## [Stated task]
Count how many lines in the listing below contain the string "cloud", treating uppercase and lowercase letters as different, and reply with only that number.

(Entries from a dataset)
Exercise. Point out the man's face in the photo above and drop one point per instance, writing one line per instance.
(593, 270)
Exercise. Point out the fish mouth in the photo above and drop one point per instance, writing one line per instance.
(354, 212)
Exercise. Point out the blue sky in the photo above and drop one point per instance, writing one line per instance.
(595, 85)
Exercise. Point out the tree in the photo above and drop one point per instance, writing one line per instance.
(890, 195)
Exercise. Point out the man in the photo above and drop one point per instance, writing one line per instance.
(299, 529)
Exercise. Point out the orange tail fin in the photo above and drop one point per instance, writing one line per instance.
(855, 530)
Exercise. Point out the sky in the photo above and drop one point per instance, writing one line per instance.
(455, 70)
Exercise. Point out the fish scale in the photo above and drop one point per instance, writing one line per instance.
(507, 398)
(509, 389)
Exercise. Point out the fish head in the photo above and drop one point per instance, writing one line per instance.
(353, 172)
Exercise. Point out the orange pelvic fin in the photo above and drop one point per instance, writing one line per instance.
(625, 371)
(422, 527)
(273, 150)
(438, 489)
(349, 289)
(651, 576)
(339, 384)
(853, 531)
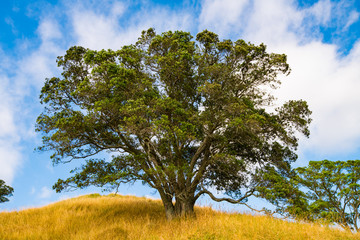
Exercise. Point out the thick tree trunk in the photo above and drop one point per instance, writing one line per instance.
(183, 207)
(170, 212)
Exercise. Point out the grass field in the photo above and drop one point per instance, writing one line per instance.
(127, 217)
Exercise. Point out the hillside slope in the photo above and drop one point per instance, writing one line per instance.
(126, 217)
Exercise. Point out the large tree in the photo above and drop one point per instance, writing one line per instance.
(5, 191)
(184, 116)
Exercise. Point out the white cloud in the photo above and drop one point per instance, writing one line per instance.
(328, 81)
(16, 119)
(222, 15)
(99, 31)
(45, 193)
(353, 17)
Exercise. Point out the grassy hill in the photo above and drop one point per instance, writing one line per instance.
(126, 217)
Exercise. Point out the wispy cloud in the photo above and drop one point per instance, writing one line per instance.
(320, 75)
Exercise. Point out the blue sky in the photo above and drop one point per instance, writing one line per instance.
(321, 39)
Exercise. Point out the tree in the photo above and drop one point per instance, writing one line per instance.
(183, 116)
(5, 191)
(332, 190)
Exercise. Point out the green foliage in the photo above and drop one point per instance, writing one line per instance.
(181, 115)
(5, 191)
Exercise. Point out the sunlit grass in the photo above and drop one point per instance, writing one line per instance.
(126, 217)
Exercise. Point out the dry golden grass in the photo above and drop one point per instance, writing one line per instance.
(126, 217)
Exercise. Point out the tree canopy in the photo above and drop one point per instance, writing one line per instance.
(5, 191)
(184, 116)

--

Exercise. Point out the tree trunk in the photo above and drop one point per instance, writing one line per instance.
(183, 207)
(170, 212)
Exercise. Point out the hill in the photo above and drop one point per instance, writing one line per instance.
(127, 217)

## [Written answer]
2